» **Directions for this task**: Reproduce the entries unchanged, from the start of the entries through the line containing "[0,159,1456,819]", and leave the pictures out of your answer.

» **Information supplied**:
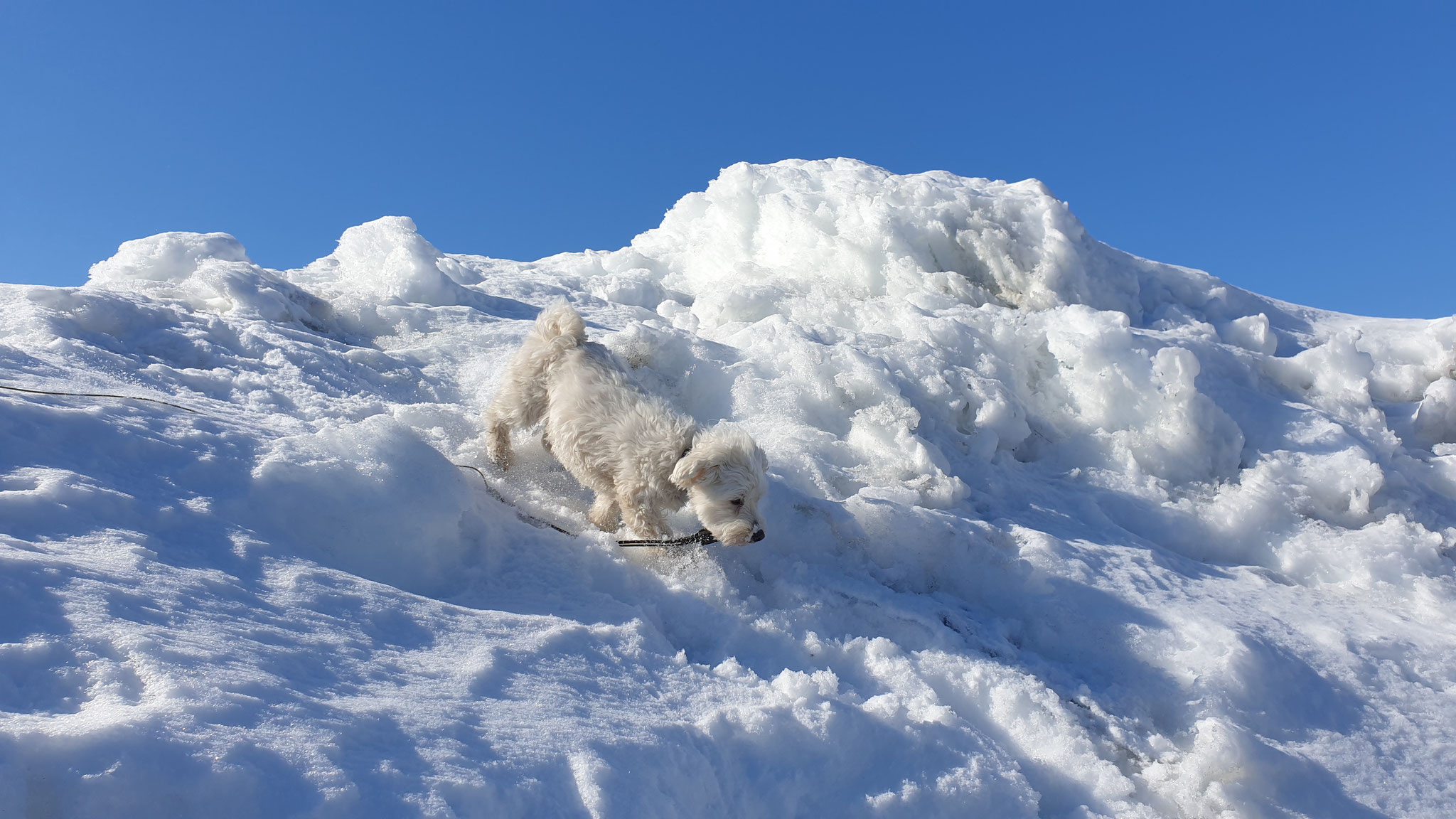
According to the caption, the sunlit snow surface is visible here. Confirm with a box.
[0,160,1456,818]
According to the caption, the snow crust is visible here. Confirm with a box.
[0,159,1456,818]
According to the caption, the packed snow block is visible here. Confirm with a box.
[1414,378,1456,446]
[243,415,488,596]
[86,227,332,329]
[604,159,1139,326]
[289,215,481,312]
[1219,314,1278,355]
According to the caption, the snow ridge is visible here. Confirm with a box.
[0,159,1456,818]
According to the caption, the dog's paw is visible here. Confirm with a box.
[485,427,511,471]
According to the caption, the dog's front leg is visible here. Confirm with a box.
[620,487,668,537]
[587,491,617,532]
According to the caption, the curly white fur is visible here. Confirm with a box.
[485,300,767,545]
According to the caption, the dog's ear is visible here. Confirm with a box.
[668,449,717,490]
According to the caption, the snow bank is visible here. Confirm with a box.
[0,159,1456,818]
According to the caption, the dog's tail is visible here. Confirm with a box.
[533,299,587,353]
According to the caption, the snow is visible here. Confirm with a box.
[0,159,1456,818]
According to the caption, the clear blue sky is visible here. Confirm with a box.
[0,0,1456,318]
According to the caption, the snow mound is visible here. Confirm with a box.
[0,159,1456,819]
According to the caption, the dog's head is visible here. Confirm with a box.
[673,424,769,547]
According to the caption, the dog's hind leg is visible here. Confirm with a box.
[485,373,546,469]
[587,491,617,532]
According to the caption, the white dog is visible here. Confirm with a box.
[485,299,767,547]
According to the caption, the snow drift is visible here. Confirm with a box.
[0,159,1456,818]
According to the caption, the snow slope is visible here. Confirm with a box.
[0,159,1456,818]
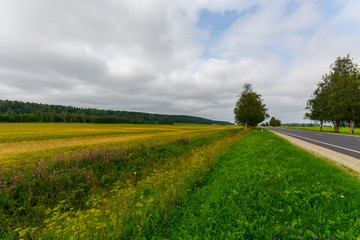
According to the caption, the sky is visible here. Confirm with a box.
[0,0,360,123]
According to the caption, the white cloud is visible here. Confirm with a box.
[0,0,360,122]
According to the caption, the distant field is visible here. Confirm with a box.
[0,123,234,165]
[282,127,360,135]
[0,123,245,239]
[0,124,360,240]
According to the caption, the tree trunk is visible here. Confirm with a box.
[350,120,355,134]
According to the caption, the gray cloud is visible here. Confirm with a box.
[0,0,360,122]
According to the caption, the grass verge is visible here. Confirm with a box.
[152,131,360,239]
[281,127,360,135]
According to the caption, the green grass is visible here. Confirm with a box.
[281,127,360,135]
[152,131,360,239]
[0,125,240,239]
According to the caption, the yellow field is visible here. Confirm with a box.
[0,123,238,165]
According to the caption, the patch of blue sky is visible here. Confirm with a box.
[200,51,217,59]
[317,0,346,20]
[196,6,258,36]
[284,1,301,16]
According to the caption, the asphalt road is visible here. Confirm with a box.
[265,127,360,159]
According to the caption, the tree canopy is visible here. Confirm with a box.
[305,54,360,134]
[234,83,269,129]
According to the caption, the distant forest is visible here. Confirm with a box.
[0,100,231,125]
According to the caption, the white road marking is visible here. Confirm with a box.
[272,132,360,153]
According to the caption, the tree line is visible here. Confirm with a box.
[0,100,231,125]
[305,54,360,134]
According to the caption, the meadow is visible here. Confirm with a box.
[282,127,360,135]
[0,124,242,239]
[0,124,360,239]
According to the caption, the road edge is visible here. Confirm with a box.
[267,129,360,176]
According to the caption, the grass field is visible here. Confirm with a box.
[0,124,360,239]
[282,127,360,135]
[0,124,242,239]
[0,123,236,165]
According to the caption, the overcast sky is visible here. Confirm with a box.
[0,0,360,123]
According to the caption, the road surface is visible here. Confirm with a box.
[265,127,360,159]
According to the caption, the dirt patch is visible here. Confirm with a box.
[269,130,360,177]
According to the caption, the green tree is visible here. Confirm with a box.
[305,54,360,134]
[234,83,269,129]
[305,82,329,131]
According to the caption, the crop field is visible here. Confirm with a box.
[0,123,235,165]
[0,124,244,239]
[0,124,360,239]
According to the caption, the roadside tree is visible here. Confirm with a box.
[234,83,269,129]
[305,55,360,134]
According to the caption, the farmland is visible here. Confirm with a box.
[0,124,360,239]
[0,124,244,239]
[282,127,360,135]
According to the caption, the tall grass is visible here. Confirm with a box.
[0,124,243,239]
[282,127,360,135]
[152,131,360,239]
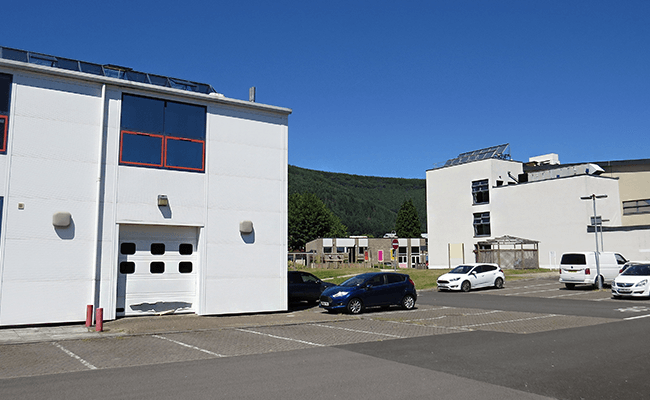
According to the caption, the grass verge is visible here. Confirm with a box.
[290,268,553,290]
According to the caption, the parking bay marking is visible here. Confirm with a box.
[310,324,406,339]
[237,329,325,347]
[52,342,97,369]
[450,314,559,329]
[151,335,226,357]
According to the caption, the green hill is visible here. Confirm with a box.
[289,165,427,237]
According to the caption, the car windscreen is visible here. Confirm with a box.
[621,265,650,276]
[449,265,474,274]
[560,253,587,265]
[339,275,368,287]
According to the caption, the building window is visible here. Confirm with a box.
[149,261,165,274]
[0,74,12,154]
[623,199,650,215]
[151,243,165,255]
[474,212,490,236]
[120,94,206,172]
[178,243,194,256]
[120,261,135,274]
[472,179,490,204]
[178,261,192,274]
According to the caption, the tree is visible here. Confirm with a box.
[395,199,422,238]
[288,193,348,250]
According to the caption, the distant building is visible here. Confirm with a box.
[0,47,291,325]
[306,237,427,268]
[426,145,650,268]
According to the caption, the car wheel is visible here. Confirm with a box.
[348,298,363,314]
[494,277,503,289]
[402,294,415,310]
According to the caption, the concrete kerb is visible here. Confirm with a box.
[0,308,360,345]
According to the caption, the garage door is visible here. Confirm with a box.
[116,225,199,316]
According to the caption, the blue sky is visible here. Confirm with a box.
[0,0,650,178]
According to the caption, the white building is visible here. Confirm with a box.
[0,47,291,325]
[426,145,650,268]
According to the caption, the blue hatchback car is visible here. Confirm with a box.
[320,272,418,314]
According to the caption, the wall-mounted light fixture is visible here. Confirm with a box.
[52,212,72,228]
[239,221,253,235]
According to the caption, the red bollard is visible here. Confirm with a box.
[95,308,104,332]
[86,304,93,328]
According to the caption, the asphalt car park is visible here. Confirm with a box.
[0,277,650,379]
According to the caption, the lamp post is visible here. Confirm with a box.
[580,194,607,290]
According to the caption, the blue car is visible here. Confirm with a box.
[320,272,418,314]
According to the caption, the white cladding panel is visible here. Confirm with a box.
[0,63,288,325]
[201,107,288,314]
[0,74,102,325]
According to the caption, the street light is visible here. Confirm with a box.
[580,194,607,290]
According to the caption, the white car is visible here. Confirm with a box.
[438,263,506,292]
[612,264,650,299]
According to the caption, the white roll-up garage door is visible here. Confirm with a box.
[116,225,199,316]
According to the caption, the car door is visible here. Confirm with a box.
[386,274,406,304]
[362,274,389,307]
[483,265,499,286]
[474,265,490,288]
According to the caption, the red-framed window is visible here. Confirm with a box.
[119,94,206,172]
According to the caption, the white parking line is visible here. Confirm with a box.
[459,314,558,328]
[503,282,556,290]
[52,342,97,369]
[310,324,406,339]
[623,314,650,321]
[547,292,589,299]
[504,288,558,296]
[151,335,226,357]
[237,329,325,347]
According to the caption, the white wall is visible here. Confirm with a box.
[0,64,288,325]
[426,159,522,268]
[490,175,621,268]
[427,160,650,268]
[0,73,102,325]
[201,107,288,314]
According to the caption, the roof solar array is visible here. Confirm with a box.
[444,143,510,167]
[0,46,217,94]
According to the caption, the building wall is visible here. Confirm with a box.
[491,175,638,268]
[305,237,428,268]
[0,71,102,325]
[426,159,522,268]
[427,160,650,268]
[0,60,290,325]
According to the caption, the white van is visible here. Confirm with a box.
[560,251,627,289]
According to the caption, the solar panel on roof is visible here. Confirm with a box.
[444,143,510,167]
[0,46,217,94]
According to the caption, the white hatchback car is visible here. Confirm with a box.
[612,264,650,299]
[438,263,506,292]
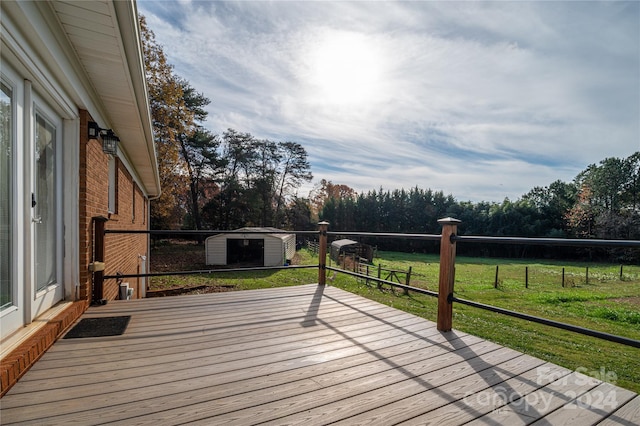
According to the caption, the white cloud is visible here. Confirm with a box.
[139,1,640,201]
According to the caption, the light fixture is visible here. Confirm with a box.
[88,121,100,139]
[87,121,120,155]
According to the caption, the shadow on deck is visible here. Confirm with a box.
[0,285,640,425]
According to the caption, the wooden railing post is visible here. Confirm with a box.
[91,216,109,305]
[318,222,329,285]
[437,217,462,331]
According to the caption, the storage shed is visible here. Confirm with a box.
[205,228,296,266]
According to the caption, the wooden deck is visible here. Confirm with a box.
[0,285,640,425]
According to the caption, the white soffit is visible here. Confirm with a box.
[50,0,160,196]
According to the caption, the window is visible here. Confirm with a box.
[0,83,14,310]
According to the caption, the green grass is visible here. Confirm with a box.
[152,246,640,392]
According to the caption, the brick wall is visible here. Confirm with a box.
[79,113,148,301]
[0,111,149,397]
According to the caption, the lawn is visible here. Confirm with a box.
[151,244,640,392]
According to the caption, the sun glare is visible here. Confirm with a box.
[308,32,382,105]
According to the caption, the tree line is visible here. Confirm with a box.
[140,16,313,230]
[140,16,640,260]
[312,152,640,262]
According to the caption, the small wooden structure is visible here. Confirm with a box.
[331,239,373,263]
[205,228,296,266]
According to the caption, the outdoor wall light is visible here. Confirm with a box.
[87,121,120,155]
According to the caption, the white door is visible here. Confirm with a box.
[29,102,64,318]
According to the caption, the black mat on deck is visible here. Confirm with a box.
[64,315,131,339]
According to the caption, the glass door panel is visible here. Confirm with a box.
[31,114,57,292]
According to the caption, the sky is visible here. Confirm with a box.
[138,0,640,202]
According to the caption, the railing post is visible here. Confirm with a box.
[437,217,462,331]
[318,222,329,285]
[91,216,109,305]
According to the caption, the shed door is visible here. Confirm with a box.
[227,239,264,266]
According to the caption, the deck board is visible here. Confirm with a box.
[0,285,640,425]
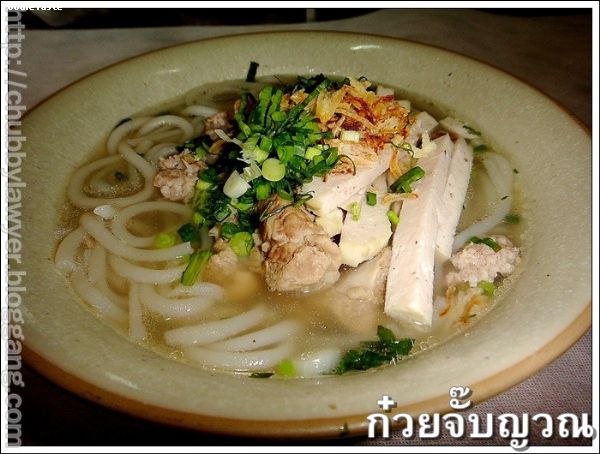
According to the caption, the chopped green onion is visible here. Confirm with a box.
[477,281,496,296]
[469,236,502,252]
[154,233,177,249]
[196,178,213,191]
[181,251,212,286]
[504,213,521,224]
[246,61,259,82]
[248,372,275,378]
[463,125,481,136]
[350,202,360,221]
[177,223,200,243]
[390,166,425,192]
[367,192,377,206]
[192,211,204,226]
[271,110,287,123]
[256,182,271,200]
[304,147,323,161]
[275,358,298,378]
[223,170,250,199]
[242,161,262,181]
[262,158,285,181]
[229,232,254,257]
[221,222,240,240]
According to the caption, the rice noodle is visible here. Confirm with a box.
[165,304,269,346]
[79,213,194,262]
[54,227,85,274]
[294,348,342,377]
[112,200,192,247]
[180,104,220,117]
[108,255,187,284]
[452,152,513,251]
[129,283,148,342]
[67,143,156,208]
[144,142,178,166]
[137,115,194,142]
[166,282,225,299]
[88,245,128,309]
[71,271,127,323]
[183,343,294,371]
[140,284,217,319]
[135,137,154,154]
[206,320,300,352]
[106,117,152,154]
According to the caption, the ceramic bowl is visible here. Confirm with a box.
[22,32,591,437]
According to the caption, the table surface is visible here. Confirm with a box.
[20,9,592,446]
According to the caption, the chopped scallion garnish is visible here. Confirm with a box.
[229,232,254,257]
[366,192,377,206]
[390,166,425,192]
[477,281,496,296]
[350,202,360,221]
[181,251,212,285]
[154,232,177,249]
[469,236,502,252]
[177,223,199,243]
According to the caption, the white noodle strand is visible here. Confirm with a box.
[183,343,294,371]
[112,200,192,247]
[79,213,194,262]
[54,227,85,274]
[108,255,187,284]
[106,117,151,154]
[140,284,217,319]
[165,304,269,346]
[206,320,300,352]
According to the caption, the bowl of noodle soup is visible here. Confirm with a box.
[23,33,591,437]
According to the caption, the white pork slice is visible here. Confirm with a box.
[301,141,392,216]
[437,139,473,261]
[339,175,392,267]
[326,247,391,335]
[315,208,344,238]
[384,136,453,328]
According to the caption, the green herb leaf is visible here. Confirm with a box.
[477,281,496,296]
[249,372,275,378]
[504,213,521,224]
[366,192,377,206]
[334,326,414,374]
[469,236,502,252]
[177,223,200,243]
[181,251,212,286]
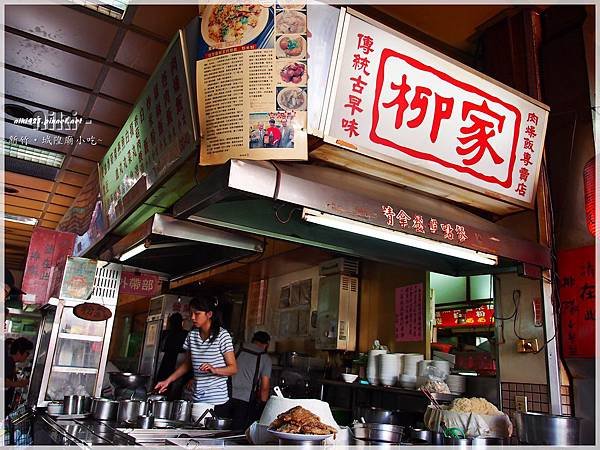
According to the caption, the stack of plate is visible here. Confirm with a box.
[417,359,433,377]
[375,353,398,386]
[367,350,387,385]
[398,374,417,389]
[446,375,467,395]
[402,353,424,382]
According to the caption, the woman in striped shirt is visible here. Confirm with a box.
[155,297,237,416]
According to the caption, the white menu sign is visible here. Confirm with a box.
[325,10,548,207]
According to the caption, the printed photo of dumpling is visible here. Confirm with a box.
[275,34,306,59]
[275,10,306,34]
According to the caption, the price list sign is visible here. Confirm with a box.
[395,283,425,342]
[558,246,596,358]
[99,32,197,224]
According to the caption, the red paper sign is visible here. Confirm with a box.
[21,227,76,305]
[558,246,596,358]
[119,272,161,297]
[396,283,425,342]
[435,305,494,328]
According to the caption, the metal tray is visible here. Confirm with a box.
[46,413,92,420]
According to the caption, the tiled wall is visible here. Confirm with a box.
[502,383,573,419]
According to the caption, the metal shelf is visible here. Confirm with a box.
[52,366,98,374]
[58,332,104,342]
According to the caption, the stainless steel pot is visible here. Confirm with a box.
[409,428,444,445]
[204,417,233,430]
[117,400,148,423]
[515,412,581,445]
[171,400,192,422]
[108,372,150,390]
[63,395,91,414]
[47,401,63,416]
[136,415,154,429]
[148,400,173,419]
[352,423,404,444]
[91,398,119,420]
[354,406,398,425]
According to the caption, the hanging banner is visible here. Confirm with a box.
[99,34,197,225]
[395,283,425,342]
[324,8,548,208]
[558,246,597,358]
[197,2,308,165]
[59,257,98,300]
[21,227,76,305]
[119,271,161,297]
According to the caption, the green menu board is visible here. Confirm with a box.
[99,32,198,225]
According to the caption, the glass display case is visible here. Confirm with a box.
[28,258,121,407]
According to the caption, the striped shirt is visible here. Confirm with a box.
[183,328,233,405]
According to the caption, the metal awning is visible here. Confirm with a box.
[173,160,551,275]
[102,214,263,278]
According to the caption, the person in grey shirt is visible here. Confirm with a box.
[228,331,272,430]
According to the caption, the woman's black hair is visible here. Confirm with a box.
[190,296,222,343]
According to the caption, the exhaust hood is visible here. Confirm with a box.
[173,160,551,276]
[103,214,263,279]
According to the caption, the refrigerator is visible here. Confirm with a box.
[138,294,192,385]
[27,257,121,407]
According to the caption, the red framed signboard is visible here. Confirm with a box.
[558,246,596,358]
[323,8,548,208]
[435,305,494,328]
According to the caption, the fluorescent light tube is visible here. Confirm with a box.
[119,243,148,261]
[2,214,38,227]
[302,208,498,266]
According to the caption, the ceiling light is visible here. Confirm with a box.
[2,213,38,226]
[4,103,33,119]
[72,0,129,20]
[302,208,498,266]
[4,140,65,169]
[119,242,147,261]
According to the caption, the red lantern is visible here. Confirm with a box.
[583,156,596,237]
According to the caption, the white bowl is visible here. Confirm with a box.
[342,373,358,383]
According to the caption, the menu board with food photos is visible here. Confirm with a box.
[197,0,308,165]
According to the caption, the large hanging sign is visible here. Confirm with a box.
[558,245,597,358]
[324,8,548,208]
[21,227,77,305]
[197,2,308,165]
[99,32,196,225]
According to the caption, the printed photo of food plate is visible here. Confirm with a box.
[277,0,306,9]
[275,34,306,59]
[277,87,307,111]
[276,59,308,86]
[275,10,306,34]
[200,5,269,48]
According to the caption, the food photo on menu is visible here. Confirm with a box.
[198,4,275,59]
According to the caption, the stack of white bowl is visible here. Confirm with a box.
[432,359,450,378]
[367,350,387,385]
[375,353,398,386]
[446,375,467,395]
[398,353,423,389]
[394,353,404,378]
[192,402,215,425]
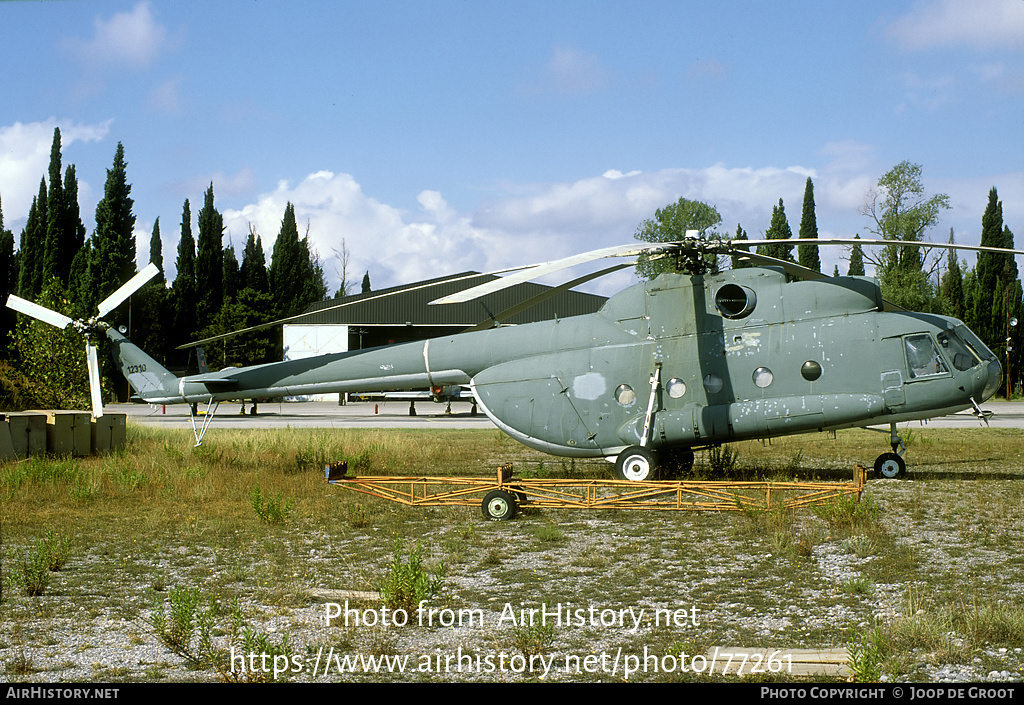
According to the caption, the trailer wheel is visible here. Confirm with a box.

» **Result of this task**:
According to the caption, the sunlit snow surface is visible here. Confirm with a box.
[0,160,1456,818]
According to the caption, the snow crust is visible here. Confirm with a box.
[0,159,1456,818]
According to the caption, the packed snow block is visible here. Confirm with a box.
[1414,378,1456,446]
[243,415,488,596]
[86,227,332,329]
[604,159,1139,326]
[289,215,481,312]
[1219,314,1278,355]
According to the caption, the snow ridge is visible here. Confirm with a box.
[0,159,1456,818]
According to the caption, the dog's paw is visible here. Confirm with a box.
[485,427,511,471]
According to the caption, the dog's front leg is visible here. Confirm with a box.
[620,487,668,537]
[587,491,617,532]
According to the caption, the curly white fur is visible here. Confirm with a box.
[485,300,767,545]
According to the caption, the dog's ear is visible here. Confirm with a box.
[668,449,717,490]
According to the caption, the snow bank is visible here. Confirm with a box.
[0,159,1456,818]
According to the caption, the dog's tail is visible here. Confirm with a box.
[533,299,587,353]
According to the caption, the snow is visible here. Confirm with a box.
[0,159,1456,818]
According to the caption, the clear blue sky is visible here. Confirm with a box.
[0,0,1456,318]
According to the caption, the snow mound is visible here. Confirm with a box.
[0,159,1456,819]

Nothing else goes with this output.